# ASSIGNMENT 1
In the methods excerpt, what dropout rate was applied in the UNet++ architecture?
# ASSIGNMENT 2
From the methods excerpt, copy the passage from "Evaluation method" to "existing multimodal frameworks." word for word.
(SOURCE DOCUMENT begins)
Dataset split strategy
The ADNI dataset (n = 500) was split into training, validation, and test sets using stratified sampling to maintain class balance across the AD, MCI, and CN categories. Approximately 70% of the data (350 samples: 76 AD, 143 MCI, 131 CN) were allocated for training, 15% (75 samples: 16 AD, 31 MCI, 28 CN) for validation, and 15% (75 samples: 17 AD, 30 MCI, 28 CN) for testing. Stratification ensured proportional representation of each class in all sets, reflecting the original distribution (22% AD, 41% MCI, 37% CN) to prevent bias in model evaluation. This split was implemented using a random sampling method with a fixed seed for reproducibility, and 5-fold cross-validation was further applied on the training set to tune hyperparameters and assess model stability across different data partitions.
Computing infrastructure
All experiments were conducted on a workstation running Ubuntu 22.04 LTS (64-bit). The hardware configuration included an Intel® Core™ i7-12700K CPU @ 3.60 GHz, 32 GB RAM, and a single NVIDIA RTX 3080 GPU with 10 GB VRAM. The deep learning models were implemented in Python 3.10 using TensorFlow 2.10 and PyTorch 2.1. Additional libraries, including scikit-learn 1.3, NumPy 1.26, and OpenCV 4.8, were utilized for data processing and evaluation.
Evaluation method
The evaluation protocol included:
Baseline Comparisons: The UNet++(SA)–MFO Framework was compared with standard single-modal models, simple and weighted voting ensembles, and existing multimodal frameworks.
Ablation Studies: Ablation experiments were conducted to assess the effect of each modality, feature fusion, self-attention, Moth Flame Optimization, and ensemble learning.
Comparison with and without Ensembles: The performance of the framework with and without ensemble methods was explicitly evaluated to quantify improvements in robustness and accuracy.
To mitigate the risk of overfitting due to the relatively small sample size (n = 500) and the complexity of the UNet++_(SA)–MFO framework, several strategies were employed. First, a 5-fold cross-validation was implemented, ensuring that the model was trained and validated on different subsets of the ADNI dataset, with each fold maintaining a balanced distribution of AD, MCI, and CN classes. This approach helped assess the model’s generalization across unseen data splits. Second, regularization techniques such as dropout (rate = 0.3) were integrated into the UNet++ architecture at dense layers and attention gates to prevent over-reliance on specific features. Additionally, L2 weight regularization (lambda = 0.01) was applied to the convolutional layers to constrain model complexity. Third, data augmentation techniques, including random rotation (±10 degrees), flipping, and intensity scaling (±10%), were applied to MRI and PET images during training to artificially increase dataset variability and enhance robustness. These combined methods ensured that the model did not overfit to the training data, as evidenced by stable validation performance metrics across folds (e.g., validation accuracy within ±2% of training accuracy).
(SOURCE DOCUMENT ends)
(RECORDS PROVIDED begins)
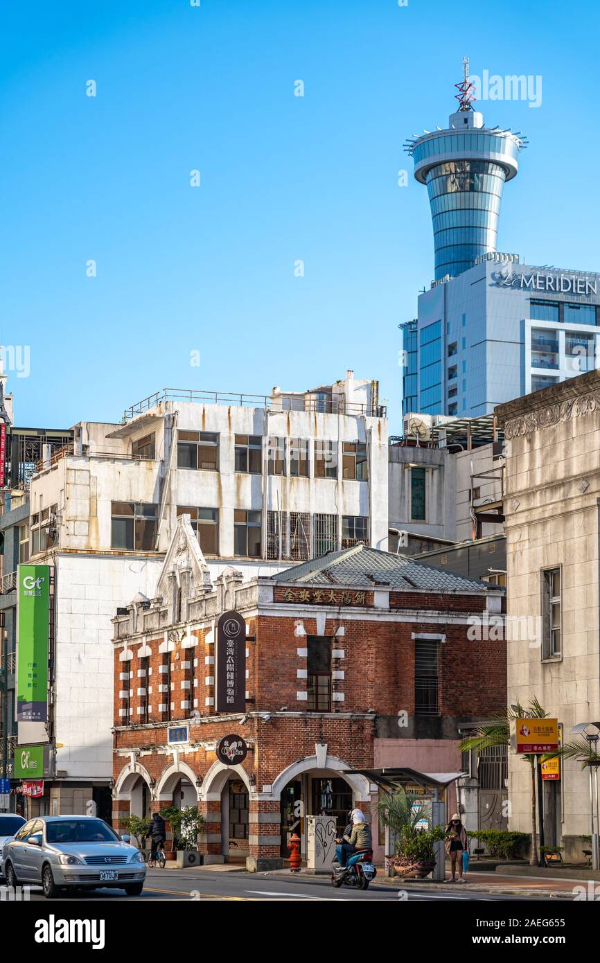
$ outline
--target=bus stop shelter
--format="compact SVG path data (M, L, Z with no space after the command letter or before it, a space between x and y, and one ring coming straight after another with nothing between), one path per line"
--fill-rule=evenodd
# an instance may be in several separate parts
M344 772L359 772L372 783L375 783L384 793L393 792L397 786L418 786L423 790L423 798L431 800L431 825L446 825L446 792L453 783L465 775L464 772L420 772L408 767L385 767L381 769L344 769ZM385 827L385 851L387 854L395 848L395 839L389 827ZM446 876L446 857L444 844L435 844L435 869L431 878L441 882Z

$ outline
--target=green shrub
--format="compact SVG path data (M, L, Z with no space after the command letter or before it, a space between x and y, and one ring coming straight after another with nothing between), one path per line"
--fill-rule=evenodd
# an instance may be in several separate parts
M492 859L518 859L532 842L531 833L508 829L478 829L467 836L483 843Z

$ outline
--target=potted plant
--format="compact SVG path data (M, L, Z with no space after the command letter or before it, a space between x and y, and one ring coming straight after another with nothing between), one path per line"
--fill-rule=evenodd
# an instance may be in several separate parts
M183 809L169 806L161 811L161 816L169 823L172 835L173 848L167 850L167 859L176 859L177 866L190 866L190 854L197 853L197 835L204 823L203 817L196 806Z
M386 856L389 874L428 876L435 867L435 844L445 836L443 826L430 826L429 803L398 784L381 794L378 810L395 838L394 852Z

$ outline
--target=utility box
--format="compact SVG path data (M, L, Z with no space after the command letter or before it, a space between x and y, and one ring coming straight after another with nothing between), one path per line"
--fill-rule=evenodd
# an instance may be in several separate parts
M336 821L332 816L309 816L306 821L308 869L316 872L330 872L335 856Z

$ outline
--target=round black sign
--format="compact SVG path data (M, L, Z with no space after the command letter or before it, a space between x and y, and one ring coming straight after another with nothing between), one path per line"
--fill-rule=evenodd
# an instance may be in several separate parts
M223 736L217 742L217 759L225 766L237 766L248 756L248 745L241 736Z

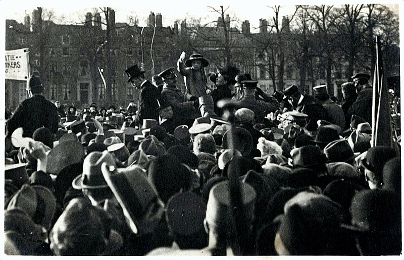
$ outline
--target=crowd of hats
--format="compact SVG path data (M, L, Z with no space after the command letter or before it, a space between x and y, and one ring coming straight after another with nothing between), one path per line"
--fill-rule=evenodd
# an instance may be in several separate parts
M198 254L223 230L243 238L224 239L234 253L400 253L400 158L371 147L369 123L321 121L313 134L290 112L283 129L255 125L256 138L254 116L241 108L233 124L173 135L152 119L140 129L79 120L55 140L41 128L7 144L5 253Z

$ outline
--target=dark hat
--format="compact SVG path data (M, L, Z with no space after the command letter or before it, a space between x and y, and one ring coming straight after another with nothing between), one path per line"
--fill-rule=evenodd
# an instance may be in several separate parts
M247 80L247 78L245 77L243 74L239 74L237 75L234 79L236 81L236 84L234 84L234 87L239 87L241 86L241 82L245 80Z
M355 158L349 144L343 139L329 143L324 148L324 154L331 162L347 162Z
M175 235L189 236L205 232L206 204L199 196L186 192L174 195L166 206L166 219Z
M297 92L300 92L300 90L295 85L292 85L283 90L283 94L287 96L291 96Z
M202 66L204 67L208 67L209 65L209 62L204 58L204 56L199 53L194 53L191 54L189 56L189 59L185 61L185 66L190 67L192 66L192 61L193 60L200 60L202 62ZM160 76L160 74L159 75ZM162 77L162 76L160 76Z
M329 144L330 142L339 139L339 135L338 131L334 127L329 125L324 125L320 127L316 136L315 143L320 144Z
M350 127L356 129L358 125L361 123L366 123L366 121L363 118L356 115L352 115L350 118Z
M234 127L233 130L233 148L238 150L243 156L248 156L253 148L252 136L243 128ZM225 149L230 148L230 140L229 140L230 135L230 131L227 131L222 139L222 146Z
M85 129L85 122L84 120L76 121L70 125L70 129L74 134L78 134L83 129Z
M107 150L110 153L114 154L121 162L124 162L128 160L130 154L125 144L115 144L109 146Z
M21 209L34 223L49 230L56 211L56 198L46 187L24 184L9 203L7 209L14 208Z
M163 80L165 79L171 79L177 77L175 76L175 68L174 67L170 67L159 74L159 76Z
M157 190L164 203L181 189L191 187L191 173L174 155L166 154L158 157L148 167L148 180Z
M130 81L130 80L133 78L139 77L139 76L143 74L146 72L140 70L139 69L139 67L137 67L137 64L135 64L131 67L128 68L126 71L125 71L125 72L126 73L126 75L128 76L128 77L129 77L129 80L128 80L128 82L129 82Z
M243 88L245 89L255 89L258 82L254 80L244 80L241 82Z
M164 205L156 190L139 168L117 169L103 163L101 170L122 208L132 231L138 235L151 233L160 222Z
M401 158L395 157L383 167L383 185L385 189L401 194Z
M326 159L320 148L309 145L293 150L291 163L294 168L308 167L323 164Z
M314 87L313 88L313 91L314 96L317 98L321 98L323 97L330 97L329 95L328 95L328 91L327 90L327 86L325 85L321 85L320 86Z
M383 167L390 159L396 156L395 152L387 146L375 146L369 148L361 165L379 176L383 172Z
M45 90L39 77L33 76L28 80L28 88L33 93L40 93Z
M32 134L34 141L41 142L50 148L54 147L54 134L46 127L40 127Z
M28 183L28 175L27 173L25 163L6 164L5 167L4 178L11 179L13 185L20 188L23 184Z
M352 80L354 79L365 79L367 80L369 80L370 79L370 75L367 73L360 72L351 77L351 78Z
M72 185L75 189L100 188L108 186L101 172L101 165L106 162L115 166L112 155L107 151L93 152L87 156L83 163L82 174L76 177Z
M159 111L169 106L171 106L170 103L166 102L165 99L158 99L157 104L159 105L159 107L157 108L157 111Z
M64 142L54 147L47 155L46 172L57 175L62 169L83 159L84 148L78 142Z

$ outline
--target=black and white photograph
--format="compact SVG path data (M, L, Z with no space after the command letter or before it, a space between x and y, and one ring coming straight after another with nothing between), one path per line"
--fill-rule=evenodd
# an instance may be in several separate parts
M2 259L402 257L402 2L2 2Z

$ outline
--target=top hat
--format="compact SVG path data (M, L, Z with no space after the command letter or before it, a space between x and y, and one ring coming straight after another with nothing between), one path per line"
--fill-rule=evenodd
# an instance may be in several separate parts
M254 80L243 80L241 82L243 88L245 89L255 89L258 82Z
M209 61L204 58L203 56L199 53L194 53L191 54L189 56L189 59L185 61L185 66L190 67L192 66L192 61L194 60L200 60L202 62L202 66L204 67L206 67L209 65Z
M366 79L367 80L369 80L370 79L370 75L367 73L360 72L352 76L351 78L352 80L354 79Z
M152 232L161 220L164 205L143 170L136 167L117 169L105 163L101 169L132 231L138 235Z
M175 68L174 67L170 67L159 74L159 76L163 80L165 79L171 79L177 77L175 76Z
M65 167L81 161L84 156L84 148L78 142L61 143L47 155L46 172L57 175Z
M125 71L125 72L126 73L128 77L129 77L129 80L128 80L128 82L129 82L132 79L138 77L139 75L142 75L146 72L140 70L139 67L137 67L137 64L135 64L131 67L128 68Z
M283 90L283 94L287 96L292 96L297 92L300 92L300 91L295 85L292 85Z
M108 186L101 172L101 165L106 162L115 166L112 155L107 151L92 152L84 159L82 174L76 177L72 185L75 189L100 188Z

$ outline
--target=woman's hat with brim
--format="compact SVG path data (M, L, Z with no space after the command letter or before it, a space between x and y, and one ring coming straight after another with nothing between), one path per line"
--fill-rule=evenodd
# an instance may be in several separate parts
M202 62L202 66L204 67L206 67L209 66L209 61L204 58L204 56L199 53L194 53L191 54L189 56L189 59L185 61L185 66L190 67L192 66L192 61L194 60L200 60Z
M92 152L87 156L83 163L83 173L73 180L72 185L75 189L101 188L108 186L101 172L101 165L107 163L115 166L112 155L108 151Z
M60 143L47 155L46 173L57 175L64 168L79 162L84 156L84 148L78 142Z
M163 216L164 205L143 170L136 167L117 169L107 163L101 169L132 231L138 235L153 232Z

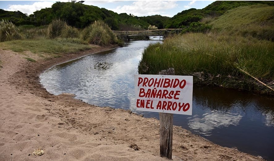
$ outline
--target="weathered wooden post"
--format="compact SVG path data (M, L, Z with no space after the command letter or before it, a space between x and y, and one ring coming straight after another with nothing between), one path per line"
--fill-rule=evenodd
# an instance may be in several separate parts
M170 68L159 75L135 75L136 110L158 112L160 155L172 159L173 114L191 115L193 77L175 76Z
M175 75L173 68L159 72L159 75ZM160 156L169 159L172 158L173 114L159 113L160 118Z

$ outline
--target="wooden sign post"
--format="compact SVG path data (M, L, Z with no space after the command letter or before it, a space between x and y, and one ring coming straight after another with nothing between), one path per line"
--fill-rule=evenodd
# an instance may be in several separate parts
M174 69L169 68L159 72L159 75L175 75ZM173 114L159 113L160 118L160 156L172 158Z
M169 68L159 75L134 75L136 110L159 113L160 155L170 159L173 114L192 114L193 77L174 74Z

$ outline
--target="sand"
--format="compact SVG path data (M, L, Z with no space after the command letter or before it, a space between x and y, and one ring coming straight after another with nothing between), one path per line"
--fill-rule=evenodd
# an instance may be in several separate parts
M0 49L0 161L169 160L160 156L157 119L90 105L69 93L54 95L40 84L39 75L52 65L106 49L47 60ZM179 126L173 127L173 142L174 160L263 160ZM38 148L41 156L33 153Z

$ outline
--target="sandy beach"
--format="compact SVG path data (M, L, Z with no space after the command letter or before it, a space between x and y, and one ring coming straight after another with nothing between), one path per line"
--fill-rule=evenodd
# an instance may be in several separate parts
M158 120L89 105L71 94L54 95L40 83L39 74L53 65L110 49L47 60L0 49L0 161L169 160L160 156ZM175 161L263 160L176 126L173 142ZM38 148L41 156L33 153Z

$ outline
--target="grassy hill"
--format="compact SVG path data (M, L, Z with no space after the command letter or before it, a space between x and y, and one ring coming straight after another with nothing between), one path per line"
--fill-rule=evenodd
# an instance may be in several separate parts
M274 6L257 4L212 17L207 23L212 29L204 34L150 45L139 72L157 74L172 68L176 75L193 76L195 84L274 95L273 11Z
M232 35L269 40L274 37L274 6L239 7L228 11L209 24L213 29Z

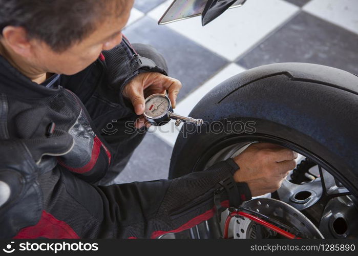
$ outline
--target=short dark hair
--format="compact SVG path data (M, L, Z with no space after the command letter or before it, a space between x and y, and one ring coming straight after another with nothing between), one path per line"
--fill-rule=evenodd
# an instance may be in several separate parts
M7 26L22 27L29 39L40 39L60 52L90 34L114 11L120 15L125 2L0 0L0 35Z

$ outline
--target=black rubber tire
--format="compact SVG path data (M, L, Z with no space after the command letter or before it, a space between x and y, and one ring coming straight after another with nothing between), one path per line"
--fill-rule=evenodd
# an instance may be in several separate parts
M188 134L193 126L184 124L173 151L170 178L202 170L211 156L235 140L278 140L310 153L358 196L358 77L354 74L303 63L254 68L214 88L190 116L210 124L225 118L252 121L256 132L217 134L202 129Z

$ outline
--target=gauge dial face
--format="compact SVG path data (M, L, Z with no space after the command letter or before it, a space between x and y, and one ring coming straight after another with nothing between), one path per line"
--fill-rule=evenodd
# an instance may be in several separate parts
M169 110L170 106L169 100L165 95L153 95L145 101L144 113L153 118L161 117Z

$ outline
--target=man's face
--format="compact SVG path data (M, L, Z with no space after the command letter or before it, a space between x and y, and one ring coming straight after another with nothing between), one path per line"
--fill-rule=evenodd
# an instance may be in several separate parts
M122 40L121 31L128 20L133 2L127 4L120 17L112 15L106 18L89 36L60 53L43 42L34 41L32 65L46 72L65 75L83 70L98 58L102 51L113 48Z

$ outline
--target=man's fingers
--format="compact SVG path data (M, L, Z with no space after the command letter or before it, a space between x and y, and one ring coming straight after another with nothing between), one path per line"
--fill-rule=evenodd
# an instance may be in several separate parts
M263 150L265 148L284 148L284 147L277 145L277 144L269 143L266 142L255 142L251 145L250 146L255 146L260 150Z
M144 112L145 101L143 92L143 86L139 84L132 84L128 88L126 96L132 102L137 115L141 115Z
M287 173L288 172L294 169L296 167L296 161L294 160L283 161L279 163L276 163L276 166L277 166L276 170L277 173L282 174L283 175Z
M288 148L273 148L270 151L272 160L278 163L283 161L292 160L298 157L298 154L296 152Z
M170 86L167 89L168 91L168 97L171 100L173 108L175 109L176 104L177 97L180 89L181 89L181 82L179 80L169 77L171 80Z

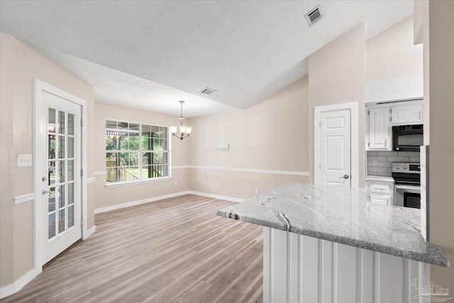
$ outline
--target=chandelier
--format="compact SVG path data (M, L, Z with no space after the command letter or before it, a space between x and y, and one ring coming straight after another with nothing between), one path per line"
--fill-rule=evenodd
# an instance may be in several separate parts
M182 111L181 115L179 116L179 127L177 126L170 126L170 132L172 135L179 138L179 140L183 140L184 138L189 137L191 134L191 131L192 131L192 128L189 126L184 126L183 125L183 103L184 101L179 101L182 104Z

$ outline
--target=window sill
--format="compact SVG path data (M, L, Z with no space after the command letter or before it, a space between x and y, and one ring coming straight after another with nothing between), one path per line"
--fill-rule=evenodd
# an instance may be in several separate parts
M109 183L106 183L106 185L104 186L106 188L121 187L123 186L135 185L135 184L143 184L143 183L153 183L157 182L168 181L171 180L172 180L172 177L162 177L160 178L145 179L143 180L109 182Z

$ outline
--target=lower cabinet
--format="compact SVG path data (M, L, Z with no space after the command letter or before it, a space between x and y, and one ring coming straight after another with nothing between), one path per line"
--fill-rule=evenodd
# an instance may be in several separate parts
M263 228L264 303L419 303L429 277L421 262Z
M370 202L382 205L394 205L393 181L367 180L366 188L370 193Z

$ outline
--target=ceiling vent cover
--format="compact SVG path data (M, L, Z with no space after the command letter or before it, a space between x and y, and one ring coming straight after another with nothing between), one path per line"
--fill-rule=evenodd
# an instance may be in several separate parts
M320 6L317 6L315 9L306 14L306 19L307 19L307 23L309 23L309 26L312 26L314 23L321 18L321 13L320 13Z
M214 94L215 92L216 92L217 91L216 89L211 89L209 87L205 87L204 89L201 90L201 92L200 92L201 94L204 94L206 95L211 95L211 94Z

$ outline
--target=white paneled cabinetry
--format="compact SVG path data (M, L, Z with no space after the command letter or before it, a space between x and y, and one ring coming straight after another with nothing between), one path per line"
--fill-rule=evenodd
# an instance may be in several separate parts
M266 303L419 303L414 283L429 277L421 262L263 228Z
M387 107L375 107L367 110L367 125L370 149L388 150L389 133L388 127L389 109Z
M411 103L391 106L392 124L411 124L423 121L422 103Z
M370 193L370 202L381 205L394 205L394 180L366 180L367 192Z
M393 126L422 122L422 100L367 104L366 150L392 150Z

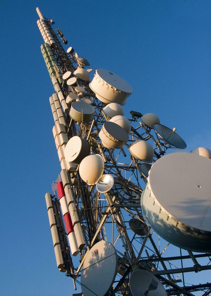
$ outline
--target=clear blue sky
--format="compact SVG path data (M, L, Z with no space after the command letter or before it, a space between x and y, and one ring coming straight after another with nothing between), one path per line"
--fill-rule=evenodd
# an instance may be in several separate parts
M126 115L131 109L156 113L163 124L177 127L187 151L211 149L210 1L2 0L4 296L73 292L71 280L56 266L44 198L60 167L49 102L54 91L40 51L37 6L61 30L65 48L72 46L93 69L110 70L130 83Z

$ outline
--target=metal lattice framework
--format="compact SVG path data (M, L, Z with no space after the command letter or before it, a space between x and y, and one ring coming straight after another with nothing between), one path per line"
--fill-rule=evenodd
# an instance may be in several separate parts
M52 72L49 74L53 84L54 81L58 84L61 92L66 98L70 92L74 93L75 91L74 87L67 85L62 79L63 74L67 71L73 73L77 67L85 66L78 63L75 55L66 53L58 39L58 34L52 29L54 22L44 18L39 11L40 21L42 21L43 27L44 24L47 28L47 32L50 33L46 34L47 39L46 35L44 36L45 44L50 46L54 58L54 65L51 63ZM51 36L52 39L48 40ZM80 282L86 253L95 243L104 240L115 246L119 258L119 269L122 268L124 270L121 274L118 273L108 295L131 295L128 285L130 275L139 269L146 269L156 275L165 285L168 295L193 295L200 291L202 291L201 295L209 295L211 292L211 283L188 285L184 279L185 273L203 272L211 269L211 265L209 263L211 253L194 254L190 251L182 250L164 241L151 229L142 215L140 206L141 195L147 180L140 171L141 161L135 159L127 148L137 140L151 141L154 146L154 162L162 157L167 149L174 147L163 141L153 129L145 126L139 119L140 114L133 112L128 119L135 127L131 127L129 140L124 149L111 150L104 147L100 143L99 133L104 123L110 118L103 112L105 104L96 97L89 83L89 82L77 79L77 85L85 89L79 96L89 99L95 108L93 120L88 123L83 120L77 122L63 112L67 134L68 139L76 135L87 139L90 145L91 153L99 154L102 156L105 173L112 175L115 182L109 194L104 195L98 192L95 185L88 185L83 181L78 172L79 166L74 170L66 170L86 244L80 250L80 263L76 270L70 255L59 201L54 192L51 198L62 245L64 262L63 271L73 278L75 287L76 282ZM68 108L70 106L70 104L68 105ZM144 224L146 233L144 237L139 236L130 229L128 222L131 218Z

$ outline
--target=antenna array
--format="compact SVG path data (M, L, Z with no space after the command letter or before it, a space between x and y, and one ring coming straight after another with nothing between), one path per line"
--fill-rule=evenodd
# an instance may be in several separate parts
M206 291L203 295L208 295L211 283L187 286L184 279L186 272L211 269L207 265L211 255L207 243L210 222L205 230L195 226L193 230L187 222L184 230L184 223L177 220L174 211L167 212L164 208L165 201L157 205L156 192L153 193L154 199L151 198L152 204L148 205L155 170L152 171L152 165L158 160L157 166L162 168L167 150L184 149L184 141L175 132L175 128L161 124L153 114L143 115L132 111L131 117L126 118L122 106L132 92L130 85L103 69L95 71L90 82L92 69L88 61L74 54L72 47L66 52L61 42L67 41L61 31L55 33L54 21L44 17L38 8L37 11L45 42L41 51L55 92L49 100L62 169L61 180L59 176L52 184L53 193L45 195L57 267L72 278L75 289L76 283L81 285L85 296L193 295L203 291ZM199 155L193 157L197 162L202 157L199 149L196 154ZM189 153L185 154L190 158ZM211 161L203 158L209 172ZM197 185L198 193L198 186L207 187L206 182ZM158 209L155 224L151 221L152 215L155 217L155 201ZM195 236L193 241L200 240L200 246L196 243L192 249L187 242L184 246L181 240L175 241L174 230L166 221L159 227L162 223L159 214L163 212L167 221L169 218L176 221L177 240L180 233L184 237L186 232ZM160 237L151 228L153 226L172 244ZM180 247L174 245L188 250L183 250L182 255ZM193 251L200 253L194 254ZM80 260L77 269L71 254L77 256L73 261Z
(RECORDS PROVIDED ends)
# EXERCISE SOLUTION 1
0.3

# EXERCISE SOLUTION 2
Evaluation method
The evaluation protocol included:
Baseline Comparisons: The UNet++(SA)–MFO Framework was compared with standard single-modal models, simple and weighted voting ensembles, and existing multimodal frameworks.